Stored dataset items
○ ○ ○ ○
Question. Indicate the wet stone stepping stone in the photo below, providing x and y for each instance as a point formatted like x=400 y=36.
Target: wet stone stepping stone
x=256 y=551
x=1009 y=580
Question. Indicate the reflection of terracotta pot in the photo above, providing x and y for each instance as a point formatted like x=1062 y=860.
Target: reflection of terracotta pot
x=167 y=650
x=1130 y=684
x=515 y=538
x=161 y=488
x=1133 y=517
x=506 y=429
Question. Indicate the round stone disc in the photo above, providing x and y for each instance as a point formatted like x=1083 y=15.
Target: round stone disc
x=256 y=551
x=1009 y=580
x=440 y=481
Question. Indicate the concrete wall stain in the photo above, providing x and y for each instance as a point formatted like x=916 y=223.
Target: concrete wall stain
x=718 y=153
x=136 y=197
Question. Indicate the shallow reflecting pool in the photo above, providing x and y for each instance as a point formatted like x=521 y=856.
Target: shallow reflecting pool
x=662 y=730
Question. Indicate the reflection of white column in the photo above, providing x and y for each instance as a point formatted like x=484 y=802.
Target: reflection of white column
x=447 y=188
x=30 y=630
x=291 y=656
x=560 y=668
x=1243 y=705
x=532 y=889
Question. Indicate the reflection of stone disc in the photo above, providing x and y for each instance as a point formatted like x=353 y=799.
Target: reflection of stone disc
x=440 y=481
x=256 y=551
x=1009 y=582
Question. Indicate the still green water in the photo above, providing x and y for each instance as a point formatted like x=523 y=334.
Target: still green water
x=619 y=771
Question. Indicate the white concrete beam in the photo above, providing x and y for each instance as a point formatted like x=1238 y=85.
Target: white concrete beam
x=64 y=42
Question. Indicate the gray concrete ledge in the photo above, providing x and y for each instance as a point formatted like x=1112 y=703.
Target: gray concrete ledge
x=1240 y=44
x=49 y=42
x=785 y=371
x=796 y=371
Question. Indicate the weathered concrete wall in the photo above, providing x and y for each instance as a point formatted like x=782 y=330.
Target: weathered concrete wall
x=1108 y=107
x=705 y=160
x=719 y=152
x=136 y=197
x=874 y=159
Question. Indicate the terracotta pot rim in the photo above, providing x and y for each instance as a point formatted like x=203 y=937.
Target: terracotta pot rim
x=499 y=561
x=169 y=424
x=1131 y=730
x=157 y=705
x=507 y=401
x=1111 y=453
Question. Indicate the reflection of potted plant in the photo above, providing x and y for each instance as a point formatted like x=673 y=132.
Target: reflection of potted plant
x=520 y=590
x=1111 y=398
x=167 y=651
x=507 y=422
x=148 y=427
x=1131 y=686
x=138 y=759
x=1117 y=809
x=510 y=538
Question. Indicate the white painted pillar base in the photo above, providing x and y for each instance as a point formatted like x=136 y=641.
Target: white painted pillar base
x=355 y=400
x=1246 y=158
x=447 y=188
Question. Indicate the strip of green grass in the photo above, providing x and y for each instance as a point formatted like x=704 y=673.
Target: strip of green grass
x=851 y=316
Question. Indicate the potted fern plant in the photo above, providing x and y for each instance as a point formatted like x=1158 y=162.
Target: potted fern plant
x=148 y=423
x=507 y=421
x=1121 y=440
○ ○ ○ ○
SET EXERCISE: Render every line of these records as a JSON list of strings, one string per line, omitting blank lines.

ANSWER TO THIS EXERCISE:
[
  "Question. Indicate the wet stone stepping stone in the photo below, providing x and y for each instance as a point formatted like x=400 y=36.",
  "Target: wet stone stepping stone",
  "x=256 y=551",
  "x=1009 y=580",
  "Question. Indicate the reflection of terracotta pot in the photo above, providing x and y for each instance as a point formatted like x=1062 y=860.",
  "Target: reflection of terracotta pot",
  "x=167 y=650",
  "x=1130 y=684",
  "x=515 y=538",
  "x=161 y=488",
  "x=1133 y=517",
  "x=506 y=429",
  "Question. Indicate the round stone disc in the photo above, providing x and y for each instance as a point formatted like x=1083 y=15.",
  "Target: round stone disc",
  "x=256 y=551",
  "x=1009 y=580",
  "x=440 y=481",
  "Question. Indicate the concrete wall stain in the photo above, providing x and y for each instance as a point formatted like x=916 y=223.",
  "Target: concrete wall stain",
  "x=718 y=153",
  "x=136 y=197",
  "Question. Indicate the shallow reflecting pool in the photo above, providing x and y for each instance as a point formatted like x=521 y=856.",
  "Target: shallow reflecting pool",
  "x=662 y=730",
  "Question. Indicate the reflection of white column in the photo above, providing x and y for each instance as a point formatted like x=484 y=802.",
  "Target: reflection of white column",
  "x=447 y=188",
  "x=30 y=630",
  "x=291 y=656",
  "x=560 y=668",
  "x=1243 y=705",
  "x=532 y=889",
  "Question. Indicate the reflection of stone disc in the photo above, providing x and y for each instance as a point formatted like x=353 y=799.",
  "Target: reflection of stone disc",
  "x=440 y=481",
  "x=256 y=551",
  "x=1009 y=582",
  "Question. Indicate the still green water in the photo above, providing x and y for each instance as a point formatted like x=523 y=334.",
  "Target: still green water",
  "x=619 y=771",
  "Question. Indicate the white concrete beam in the photo above, providing x and y for each instance as a point formatted like x=1238 y=85.",
  "Target: white concrete beam",
  "x=64 y=42",
  "Question. Indicate the gray concrete ledge in the photo above, providing x and y for each instance as a point formatted like x=1112 y=703.",
  "Target: gray concrete ledge",
  "x=1240 y=44",
  "x=49 y=42",
  "x=785 y=371",
  "x=796 y=371",
  "Question. Indicate the weathered concrete wall in the photo above, providing x and y for each instance as a point formatted like x=782 y=330.",
  "Target: weathered concrete wall",
  "x=1108 y=107",
  "x=705 y=160",
  "x=719 y=152",
  "x=136 y=197",
  "x=874 y=159",
  "Question. Indicate the terracotta pot rim in the photo above, providing x and y for each instance as a point formatted like x=203 y=937.",
  "Target: terracotta pot rim",
  "x=499 y=561",
  "x=169 y=424",
  "x=1131 y=730",
  "x=157 y=705",
  "x=507 y=401",
  "x=1111 y=453",
  "Question. Indicate the reflection of potted plant in the photo above, providing x and y for each instance as a point formatted like x=673 y=132.",
  "Target: reflection of potted plant",
  "x=520 y=590",
  "x=1111 y=398",
  "x=167 y=651",
  "x=507 y=422",
  "x=148 y=427",
  "x=1131 y=686",
  "x=138 y=759",
  "x=1117 y=809",
  "x=510 y=538",
  "Question. Indicate the white painted pillar base in the photo above, providing x and y for each instance as a point formatted like x=136 y=641.",
  "Target: white painted pillar base",
  "x=355 y=400",
  "x=1246 y=158",
  "x=447 y=188",
  "Question. Indicate the strip of green grass in the photo above, providing x and y for each instance as a point formatted like x=704 y=673.",
  "Target: strip of green grass",
  "x=851 y=316",
  "Question. Indicate the potted fern plant in the photo above, providing x and y for each instance as a point formatted like x=1158 y=162.",
  "Target: potted fern plant",
  "x=148 y=423",
  "x=507 y=421",
  "x=1121 y=440"
]